● **Description of the task**:
Write the records out again, exactly.

[Referring expression pointing data]
────────

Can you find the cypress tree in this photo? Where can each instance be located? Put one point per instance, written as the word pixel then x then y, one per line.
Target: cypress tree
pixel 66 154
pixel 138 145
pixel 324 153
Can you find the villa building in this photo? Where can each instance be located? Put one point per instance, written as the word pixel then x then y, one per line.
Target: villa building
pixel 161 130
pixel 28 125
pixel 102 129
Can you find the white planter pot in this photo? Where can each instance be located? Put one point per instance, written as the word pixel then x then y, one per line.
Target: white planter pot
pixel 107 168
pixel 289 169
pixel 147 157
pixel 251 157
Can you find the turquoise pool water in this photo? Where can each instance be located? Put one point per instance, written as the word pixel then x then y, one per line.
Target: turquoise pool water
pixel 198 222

────────

● **The answer**:
Can you find the cypress tree in this photo? Where can each instance be located? Put one point per instance, written as the word pixel then x then y, one per line.
Target: cypress tree
pixel 66 154
pixel 138 145
pixel 324 153
Can you find the villa building in this photo? Where can each instance be located? Put one point per instance, written as the word pixel then x then y, one per line.
Target: villa building
pixel 161 130
pixel 28 125
pixel 102 129
Can you find the white planter pot in this photo? Where can each instance be located? Put one point per instance, written as the word pixel then x then y, one per line.
Target: white planter pot
pixel 107 168
pixel 289 169
pixel 147 157
pixel 251 157
Can you find the turquoise pool water in this photo? Where can each instance be located? Put one point per instance, written as the word pixel then x then y, one per line.
Target: turquoise pool water
pixel 198 222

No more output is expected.